How to Screen Tenants for Your King County Rental Property
Learn how to screen tenants for your King County rental property. Credit checks, background checks, income verification, and red flags every small landlord should know.

Finding the right tenant is the single most important decision you will make as a landlord. A great tenant pays on time, takes care of your property, and stays for years. A bad tenant costs you thousands in missed rent, property damage, and legal fees.
We have managed rental properties across King County for years, and we have seen what happens when landlords skip tenant screening or cut corners. The cost of a bad tenant is almost always higher than the cost of a vacant unit for another month.
This guide breaks down exactly how to screen tenants for your King County rental property, step by step. Whether you own one rental in Bellevue or three units in Issaquah, these are the same processes we use to protect our clients' investments.
Why Tenant Screening Matters More Than You Think
Here are the real numbers. The average eviction in King County costs between $3,500 and $10,000 when you add up legal fees, lost rent, court costs, and unit turnover. That does not include property damage, which can easily add another $2,000 to $5,000.
Compare that to the cost of proper tenant screening: $30 to $50 per applicant for a credit and background check. The math is not complicated.
But screening is about more than just avoiding disasters. Good screening helps you find tenants who will:
- Pay rent on time every month
- Report maintenance issues early instead of letting them become expensive problems
- Take care of your landscaping, gutters, and other exterior features
- Renew their lease, saving you turnover costs
- Communicate clearly and professionally
Step 1: Set Clear Screening Criteria Before You List
Before you post your listing, write down your screening criteria. This is not optional. Washington State law requires that you apply the same screening criteria to every applicant. Cherry-picking who gets screened and who does not is a fast track to a fair housing complaint.
Here is what your criteria should include at minimum:
Income requirement: Most landlords require gross monthly income of at least 2.5 to 3 times the monthly rent. If your King County rental is $2,500 per month, you are looking for tenants earning at least $6,250 to $7,500 per month before taxes.

**WHAT THIS EXERCISE ASKS**
- 1) Quote the tenant screening guide from "This guide breaks" to "our clients' investments.".
- 2) What does the tenant screening guide give as the cost of a credit and background check per applicant?
- 3) Continue the tenant screening guide from where it stops.

**DATASET CONTENT**
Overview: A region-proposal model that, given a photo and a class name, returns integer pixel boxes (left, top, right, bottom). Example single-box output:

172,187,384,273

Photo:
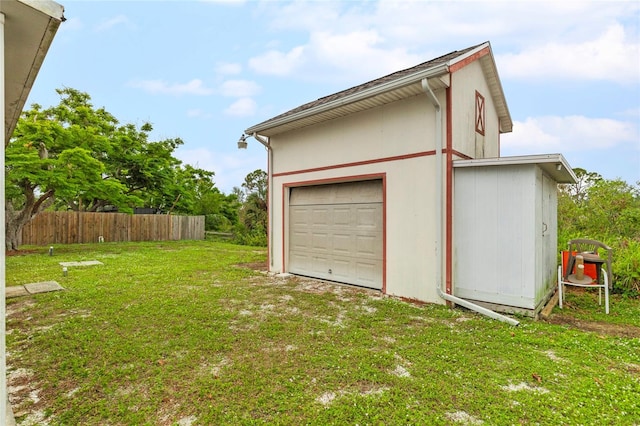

**ANSWERS GIVEN**
- 1)
This guide breaks down exactly how to screen tenants for your King County rental property, step by step. Whether you own one rental in Bellevue or three units in Issaquah, these are the same processes we use to protect our clients' investments.

- 2) $30 to $50 per applicant.

- 3)
Credit score threshold: A minimum credit score of 620 to 650 is standard for King County rentals. Below 600 is a significant risk factor, though not an automatic disqualifier if everything else checks out.
Rental history: At least two years of positive rental history with no evictions.
Background check: No relevant criminal history that would affect the safety of other tenants or the property.
Employment verification: Current employment or verifiable income source.
Write these criteria into your listing and your application. This protects you legally and sets expectations upfront.
Step 2: Require a Written Application From Every Applicant
Never accept a verbal application. Every prospective tenant should fill out a written application that includes:
- Full legal name and date of birth
- Current and previous addresses (going back at least three years)
- Current employer, position, and income
- Previous landlord contact information (at least two references)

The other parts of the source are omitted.